• **Written request**:
Reproduce the records below in full and without edits, omitting images.

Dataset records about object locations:
'''

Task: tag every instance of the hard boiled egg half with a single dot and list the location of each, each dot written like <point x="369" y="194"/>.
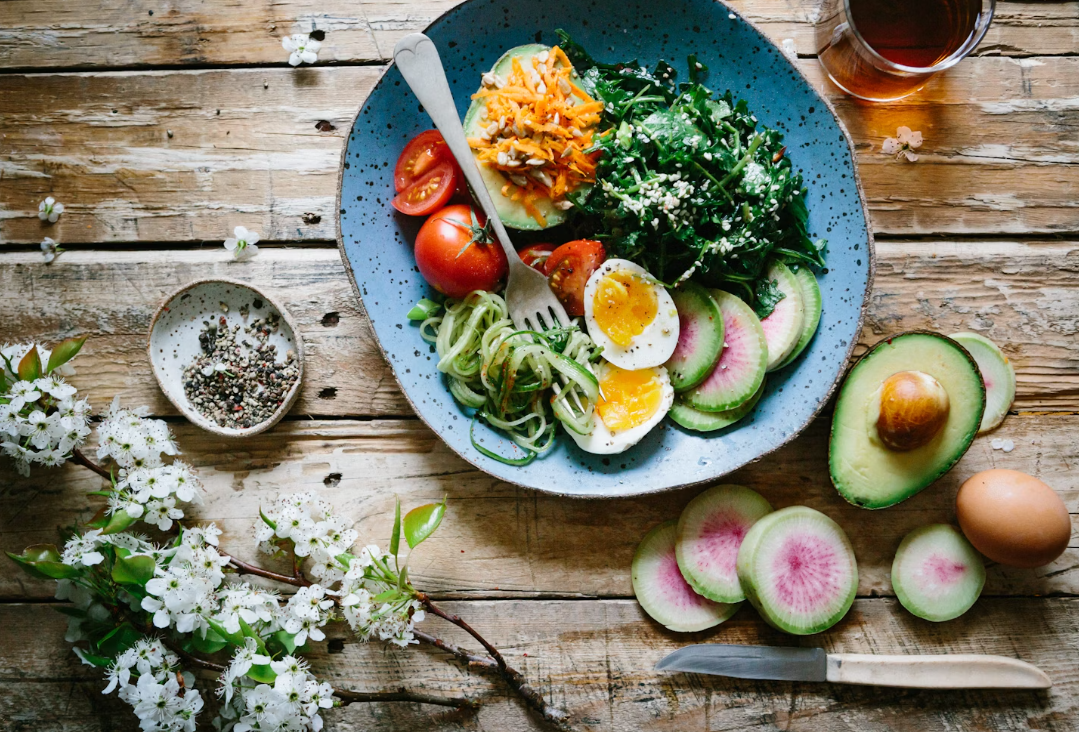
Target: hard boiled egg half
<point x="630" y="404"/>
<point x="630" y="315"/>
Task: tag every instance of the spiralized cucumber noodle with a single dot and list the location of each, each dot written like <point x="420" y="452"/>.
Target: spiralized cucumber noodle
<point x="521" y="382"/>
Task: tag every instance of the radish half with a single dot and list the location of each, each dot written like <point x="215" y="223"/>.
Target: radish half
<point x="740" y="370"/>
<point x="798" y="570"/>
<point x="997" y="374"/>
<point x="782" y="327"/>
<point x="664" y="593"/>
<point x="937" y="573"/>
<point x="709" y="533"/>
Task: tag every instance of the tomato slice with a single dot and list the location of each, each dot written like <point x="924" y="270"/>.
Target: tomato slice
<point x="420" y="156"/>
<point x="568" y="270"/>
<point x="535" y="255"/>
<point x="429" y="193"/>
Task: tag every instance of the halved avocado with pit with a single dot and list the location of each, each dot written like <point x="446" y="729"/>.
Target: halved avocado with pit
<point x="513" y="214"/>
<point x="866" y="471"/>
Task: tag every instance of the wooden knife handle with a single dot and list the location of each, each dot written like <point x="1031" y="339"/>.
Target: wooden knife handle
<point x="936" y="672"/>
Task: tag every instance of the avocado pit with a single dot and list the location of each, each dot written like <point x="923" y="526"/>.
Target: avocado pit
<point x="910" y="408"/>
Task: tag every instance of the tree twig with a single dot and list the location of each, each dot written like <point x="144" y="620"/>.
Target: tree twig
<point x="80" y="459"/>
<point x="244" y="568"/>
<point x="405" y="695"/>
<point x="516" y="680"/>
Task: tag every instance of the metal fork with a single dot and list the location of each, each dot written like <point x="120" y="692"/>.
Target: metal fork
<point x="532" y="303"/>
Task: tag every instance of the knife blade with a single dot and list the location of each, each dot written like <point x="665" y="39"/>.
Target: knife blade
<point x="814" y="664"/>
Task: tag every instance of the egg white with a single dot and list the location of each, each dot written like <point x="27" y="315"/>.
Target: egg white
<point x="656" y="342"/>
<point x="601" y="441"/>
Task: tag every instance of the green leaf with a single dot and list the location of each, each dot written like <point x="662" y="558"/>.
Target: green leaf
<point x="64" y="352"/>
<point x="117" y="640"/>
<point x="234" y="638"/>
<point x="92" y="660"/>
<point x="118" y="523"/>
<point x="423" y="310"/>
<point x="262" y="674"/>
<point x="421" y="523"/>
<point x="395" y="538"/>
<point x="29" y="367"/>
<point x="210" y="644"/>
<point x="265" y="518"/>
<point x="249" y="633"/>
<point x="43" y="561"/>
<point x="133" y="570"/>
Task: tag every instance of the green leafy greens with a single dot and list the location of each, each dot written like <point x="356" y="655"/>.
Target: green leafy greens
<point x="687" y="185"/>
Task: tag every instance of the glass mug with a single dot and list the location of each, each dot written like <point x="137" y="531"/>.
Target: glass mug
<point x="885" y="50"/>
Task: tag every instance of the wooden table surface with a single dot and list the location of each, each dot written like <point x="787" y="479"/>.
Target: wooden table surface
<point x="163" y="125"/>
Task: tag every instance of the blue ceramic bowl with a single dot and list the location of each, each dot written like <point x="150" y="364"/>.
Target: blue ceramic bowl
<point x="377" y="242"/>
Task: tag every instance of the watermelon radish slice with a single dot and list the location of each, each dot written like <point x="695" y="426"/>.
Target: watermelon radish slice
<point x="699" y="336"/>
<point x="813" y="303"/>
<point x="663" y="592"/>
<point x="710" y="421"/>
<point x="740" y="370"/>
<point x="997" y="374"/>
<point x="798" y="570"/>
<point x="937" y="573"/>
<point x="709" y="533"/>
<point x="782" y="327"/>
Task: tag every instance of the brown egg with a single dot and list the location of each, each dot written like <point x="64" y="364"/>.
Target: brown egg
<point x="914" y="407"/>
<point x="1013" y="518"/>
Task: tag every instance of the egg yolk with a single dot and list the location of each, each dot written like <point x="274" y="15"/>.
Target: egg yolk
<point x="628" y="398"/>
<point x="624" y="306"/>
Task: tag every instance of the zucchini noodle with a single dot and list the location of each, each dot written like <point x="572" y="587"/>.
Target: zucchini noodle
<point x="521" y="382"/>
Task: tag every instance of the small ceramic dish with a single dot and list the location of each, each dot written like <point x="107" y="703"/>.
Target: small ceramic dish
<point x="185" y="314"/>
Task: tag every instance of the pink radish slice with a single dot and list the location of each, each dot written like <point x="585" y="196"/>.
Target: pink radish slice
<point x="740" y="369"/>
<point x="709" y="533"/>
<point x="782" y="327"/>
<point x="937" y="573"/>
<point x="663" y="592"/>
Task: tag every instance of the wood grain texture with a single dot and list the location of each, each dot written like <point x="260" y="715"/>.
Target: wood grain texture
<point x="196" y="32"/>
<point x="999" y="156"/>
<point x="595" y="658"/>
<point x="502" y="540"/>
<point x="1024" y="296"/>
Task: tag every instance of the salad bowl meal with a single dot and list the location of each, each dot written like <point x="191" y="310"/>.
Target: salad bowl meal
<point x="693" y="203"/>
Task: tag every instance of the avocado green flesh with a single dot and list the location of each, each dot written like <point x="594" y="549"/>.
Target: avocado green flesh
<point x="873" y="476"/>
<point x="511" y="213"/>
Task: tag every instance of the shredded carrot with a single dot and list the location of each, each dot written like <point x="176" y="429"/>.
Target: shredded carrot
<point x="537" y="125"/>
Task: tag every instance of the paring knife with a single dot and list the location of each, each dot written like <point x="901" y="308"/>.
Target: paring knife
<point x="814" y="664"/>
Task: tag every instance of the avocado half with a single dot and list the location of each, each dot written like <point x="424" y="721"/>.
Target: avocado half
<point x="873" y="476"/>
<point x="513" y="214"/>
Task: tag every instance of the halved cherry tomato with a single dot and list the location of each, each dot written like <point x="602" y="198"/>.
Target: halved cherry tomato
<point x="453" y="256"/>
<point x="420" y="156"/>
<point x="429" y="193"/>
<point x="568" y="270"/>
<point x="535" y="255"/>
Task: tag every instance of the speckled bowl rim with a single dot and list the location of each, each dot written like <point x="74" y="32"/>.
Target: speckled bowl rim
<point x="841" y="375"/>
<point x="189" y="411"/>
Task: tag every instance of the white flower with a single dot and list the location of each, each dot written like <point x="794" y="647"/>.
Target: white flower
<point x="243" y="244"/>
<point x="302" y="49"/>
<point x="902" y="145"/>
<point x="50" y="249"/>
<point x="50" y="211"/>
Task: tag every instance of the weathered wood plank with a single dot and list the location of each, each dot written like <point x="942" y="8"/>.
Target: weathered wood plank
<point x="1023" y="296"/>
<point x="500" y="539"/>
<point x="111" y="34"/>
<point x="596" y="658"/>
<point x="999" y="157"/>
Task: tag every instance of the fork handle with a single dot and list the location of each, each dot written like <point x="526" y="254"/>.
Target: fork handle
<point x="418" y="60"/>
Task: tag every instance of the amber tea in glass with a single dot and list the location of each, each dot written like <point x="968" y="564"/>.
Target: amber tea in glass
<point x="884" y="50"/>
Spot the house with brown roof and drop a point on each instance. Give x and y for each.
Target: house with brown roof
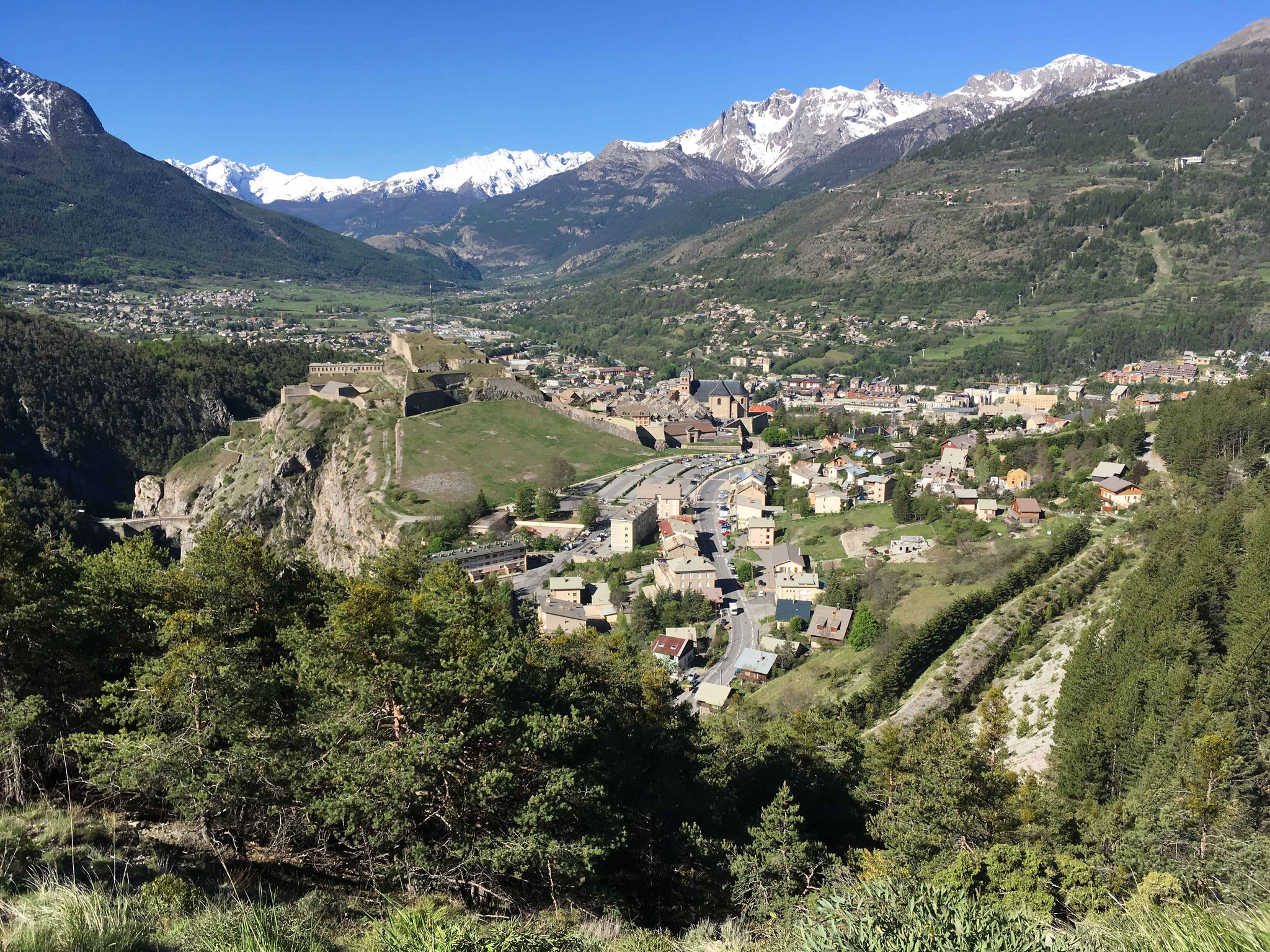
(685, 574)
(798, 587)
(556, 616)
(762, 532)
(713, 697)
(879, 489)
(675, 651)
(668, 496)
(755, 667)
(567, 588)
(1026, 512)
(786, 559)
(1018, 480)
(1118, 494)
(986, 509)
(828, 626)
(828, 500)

'''

• **Exercise response**:
Task: tag every instance of the hard boiled egg half with a single dot and list the location of each, each dot written like <point x="369" y="194"/>.
Target: hard boiled egg half
<point x="630" y="404"/>
<point x="630" y="315"/>
Task: tag every instance of the spiralized cucumber noodle with a single dot and list the location of each, each dot written like <point x="420" y="452"/>.
Target: spiralized cucumber noodle
<point x="521" y="382"/>
Task: tag every instance of the radish half with a single dot and list the location of each, each dot written like <point x="215" y="223"/>.
Target: radish half
<point x="740" y="370"/>
<point x="798" y="570"/>
<point x="997" y="374"/>
<point x="782" y="327"/>
<point x="664" y="593"/>
<point x="937" y="573"/>
<point x="709" y="533"/>
Task: tag every instance of the tomato slice with a single dot and list the location of each, each dot written like <point x="924" y="270"/>.
Target: tomato slice
<point x="420" y="156"/>
<point x="568" y="270"/>
<point x="535" y="255"/>
<point x="429" y="193"/>
Task: tag every instance of the halved avocado with pit with a single dot and list the location of each, each dot written like <point x="446" y="729"/>.
Target: halved avocado with pit
<point x="513" y="214"/>
<point x="866" y="471"/>
Task: tag every instance of the wooden knife handle with a single dot and list the location of each, each dot written like <point x="1031" y="339"/>.
Target: wooden knife handle
<point x="936" y="672"/>
Task: tag every instance of the avocado pit with a single dot and list the location of each, each dot written like <point x="923" y="526"/>.
Target: avocado pit
<point x="910" y="408"/>
Task: tag every instance of the tree twig with a single dot and list the location of each, each dot written like <point x="144" y="620"/>.
Target: tree twig
<point x="80" y="459"/>
<point x="244" y="568"/>
<point x="405" y="695"/>
<point x="516" y="680"/>
Task: tag every instance of the metal fork with a single dot and list the location of each, each dot written like <point x="120" y="692"/>.
Target: metal fork
<point x="532" y="303"/>
Task: tag every instance of the knife blade with a single dot and list the location of each, each dot written like <point x="665" y="39"/>.
Target: knife blade
<point x="814" y="664"/>
Task: tag every instance of the egg white with a single dot and list the location of each, each dot written like <point x="27" y="315"/>.
Target: egg white
<point x="656" y="342"/>
<point x="601" y="441"/>
Task: tag every instance of the green leaf with a single dot and list the location of each, each dot written like <point x="662" y="558"/>.
Target: green leaf
<point x="64" y="352"/>
<point x="117" y="640"/>
<point x="234" y="638"/>
<point x="92" y="660"/>
<point x="118" y="523"/>
<point x="423" y="310"/>
<point x="262" y="674"/>
<point x="421" y="523"/>
<point x="395" y="538"/>
<point x="29" y="367"/>
<point x="210" y="644"/>
<point x="265" y="518"/>
<point x="249" y="633"/>
<point x="43" y="561"/>
<point x="133" y="570"/>
Task: tag every instance of the green leafy greens with a single dot and list the location of each, each dot written like <point x="356" y="655"/>.
Target: green leafy greens
<point x="687" y="185"/>
Task: tag every instance of the glass mug with a single dot and list the location of each, each dot written like <point x="137" y="531"/>.
Target: glass mug
<point x="885" y="50"/>
Task: tag every instance of the wooden table surface with a single dot and list the location of each, each dot written like <point x="787" y="479"/>.
Target: wooden table surface
<point x="163" y="125"/>
Task: tag every instance of the blue ceramic bowl with a single dot and list the location of each, each dot written like <point x="150" y="364"/>.
Target: blue ceramic bowl
<point x="377" y="242"/>
Task: tag every instance of the watermelon radish slice with a single dot and list the location of each, each dot written like <point x="695" y="426"/>.
Target: watermelon radish slice
<point x="699" y="336"/>
<point x="813" y="303"/>
<point x="663" y="592"/>
<point x="710" y="421"/>
<point x="740" y="370"/>
<point x="997" y="374"/>
<point x="798" y="570"/>
<point x="937" y="573"/>
<point x="709" y="533"/>
<point x="782" y="327"/>
Task: tag every instance of the brown egg with a single dot and list the location of each, each dot written like <point x="64" y="364"/>.
Target: brown egg
<point x="914" y="407"/>
<point x="1013" y="518"/>
Task: tag every instance of the egg yolk with a single dot and list the location of each, each dot written like <point x="274" y="15"/>.
Target: egg yolk
<point x="628" y="398"/>
<point x="624" y="306"/>
Task: tag every instance of the zucchini noodle with a single dot and list the location of each, each dot written like <point x="572" y="587"/>.
Target: zucchini noodle
<point x="521" y="382"/>
Task: tag every instance of the small ceramic dish with a single dot and list the location of each, each dot written like <point x="107" y="703"/>.
Target: small ceramic dish
<point x="185" y="314"/>
Task: tag every instance of the pink radish slice with a single dot and list the location of each, each dot written like <point x="585" y="196"/>.
Target: pink radish slice
<point x="740" y="369"/>
<point x="709" y="533"/>
<point x="782" y="327"/>
<point x="937" y="573"/>
<point x="663" y="592"/>
Task: tag every instance of the wood grain texture with a single dot and list the location of each, each dot written like <point x="260" y="715"/>.
Target: wood grain texture
<point x="196" y="32"/>
<point x="999" y="156"/>
<point x="595" y="658"/>
<point x="502" y="540"/>
<point x="1024" y="296"/>
Task: tag every instance of the salad bowl meal with a single dot and list the location of each, each dot written like <point x="191" y="310"/>.
Target: salad bowl meal
<point x="693" y="203"/>
Task: tag every instance of the avocado green flesh with a single dot and list the location of each, each dot written like <point x="594" y="549"/>.
Target: avocado green flesh
<point x="873" y="476"/>
<point x="511" y="213"/>
Task: tag every instance of the shredded carrot with a single dot and list the location of each, each dot written like <point x="176" y="429"/>.
Target: shredded carrot
<point x="537" y="125"/>
Task: tag every instance of the paring knife with a single dot and list the location of each, each dot written like <point x="901" y="308"/>.
Target: paring knife
<point x="814" y="664"/>
Task: tag every instance of the avocado half with a single dot and list the location of each, each dot written like <point x="424" y="721"/>.
Target: avocado half
<point x="873" y="476"/>
<point x="513" y="214"/>
Task: tag every instance of the halved cherry tomato with a single dot and list the location of each, each dot written like <point x="602" y="198"/>.
Target: halved cherry tomato
<point x="453" y="256"/>
<point x="420" y="156"/>
<point x="429" y="193"/>
<point x="568" y="270"/>
<point x="535" y="255"/>
Task: tag every instance of the speckled bowl rim with a single dot and list the location of each, each dot written like <point x="74" y="32"/>.
Target: speckled bowl rim
<point x="841" y="375"/>
<point x="189" y="411"/>
Task: tag every instance of the white flower with a single dot and list the location of each, each dot written like <point x="794" y="647"/>.
Target: white flower
<point x="243" y="244"/>
<point x="302" y="49"/>
<point x="902" y="145"/>
<point x="50" y="249"/>
<point x="50" y="211"/>
Task: tag every instance of the weathered wood plank with a single dot and list the location of each, each dot written like <point x="942" y="8"/>.
Target: weathered wood plank
<point x="1023" y="296"/>
<point x="500" y="539"/>
<point x="111" y="34"/>
<point x="596" y="658"/>
<point x="999" y="157"/>
Task: tag every instance of the fork handle with a single dot and list the location of each, each dot written like <point x="526" y="254"/>.
Target: fork handle
<point x="418" y="60"/>
Task: tag every instance of the amber tea in glass with a single dot and list the location of each, each dot written like <point x="968" y="564"/>.
Target: amber tea in glass
<point x="884" y="50"/>
Spot the house with brown roof and drop a point on each instance. Give x and y for each.
Target: house with brown roof
(685, 574)
(798, 587)
(556, 616)
(762, 532)
(713, 697)
(879, 489)
(675, 651)
(668, 496)
(755, 667)
(567, 588)
(1026, 512)
(786, 559)
(1018, 480)
(1118, 494)
(986, 509)
(828, 626)
(828, 500)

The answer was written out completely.